Pergunto-lhe o que mais o preocupa no mundo. “O Bolsonaro. Agora é o que me preocupa mais. O ministro da cultura disse que os peixes fogem do derrame de petróleo porque são inteligentes e que esses peixes são seguros para consumo. E disse isso ao lado do Bolsonaro. Então, por mais que eu pense no Chile e em Hong Kong, não consigo ultrapassar o Brasil. O Trump é igual ao Bolsonaro, apenas fala inglês. Toda a minha família votou no Bolsonaro, quer do lado do meu pai, quer do lado da minha mãe. Não me surpreendeu. Somos do interior, de uma cidade muito pequena. Tudo o que tenha a ver com comunismo ou partido dos trabalhadores fica no imaginário. A minha mãe é evangélica e bem devota e me surpreendeu que não tivesse votado nele. Nem ela nem um tio e tia meus. O meu pai é a favor da ditadura militar, dá para acreditar? A gente não fala disso.”

Se voltamos à infância, ele ensina-me sobre a “Recordação Escolar”. Um Rodrigo de cara fechada, séria, em tempo de Ditadura. Rimos sobre a sua “cara de satisfeito”. É então que repara: “Alguém desenhou uma suástica no meu uniforme! Meu Deus! Não faço ideia de como isso foi ali parar, mas é simbólico, porque era um regime de ditadura naquela época.” Pergunto se se recorda do ano. “Eu devia estar na quarta série, devia ter uns nove anos… talvez em 1984. Mas essas fotos escolares ainda são feitas no Brasil. Sempre o mesmo cenário, a bandeira do Brasil ao fundo. É bem bizarro. Mas eu me lembro que na minha escola, tínhamos aula de marcha com um polícia militar para aprendermos a desfilar no dia da independência nacional. Era obrigatório.”

══════════

> [Enunciado 1]: Resuma em duas frases o texto sobre Rodrigo e o Brasil.
> [Enunciado 2]: Indique se cada afirmação concorda com o texto sobre Rodrigo e o Brasil, respondendo sim ou não e citando as palavras que o decidem: (a) O ministro da cultura disse que os peixes fogem do derrame de petróleo. (b) A mãe de Rodrigo votou no Bolsonaro. (c) As fotos escolares já não são feitas no Brasil.
> [Enunciado 3]: Prossiga o texto sobre Rodrigo e o Brasil a partir da sua última frase.

> [Extrato de dados]:
══════════

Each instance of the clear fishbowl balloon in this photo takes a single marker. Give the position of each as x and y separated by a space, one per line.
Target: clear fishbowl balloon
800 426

══════════

> [Resposta esperada 1]: Rodrigo afirma que o que mais o preocupa no mundo é o Bolsonaro, em quem votou a sua família, exceto a mãe, um tio e uma tia, e conta que o pai é a favor da ditadura militar. Ao rever uma fotografia escolar tirada quando tinha uns nove anos, repara numa suástica desenhada no seu uniforme e lembra as aulas obrigatórias de marcha com um polícia militar.

> [Resposta esperada 2]:
(a) Sim: "O ministro da cultura disse que os peixes fogem do derrame de petróleo porque são inteligentes"
(b) Não: "me surpreendeu que não tivesse votado nele"
(c) Não: "Mas essas fotos escolares ainda são feitas no Brasil."

> [Resposta esperada 3]:
A conversa com Rodrigo recorda-me o meu quadro preferido de El Greco, Jesus é despojado das suas vestes. Ou, quem sabe, a evolução deste quadro. Afinal, ele é o guardião da memória familiar, aquele que preserva as fotografias de todos, por todos. Por três vezes a família passou por situações de perda e viu as suas casas submersas devido a cheias. Penso ainda no comediante D.L. Hughley, autor de How not to get shot and other advice from white people, quando declarou que O lugar mais perigoso para uma pessoa negra é a imaginação de uma pessoa branca. Há doze anos em Portugal, Rodrigo é investigador, sociólogo digital e artista visual, tendo desempenhado inúmeras outras profissões ao longo da vida. O seu trabalho pode ser conhecido em https://rodrigoribeirosaturnino.net/. Agradeço-lhe por ousar imaginar-se e, assim, mostrar a outros e a outras, como ele, que também são reais.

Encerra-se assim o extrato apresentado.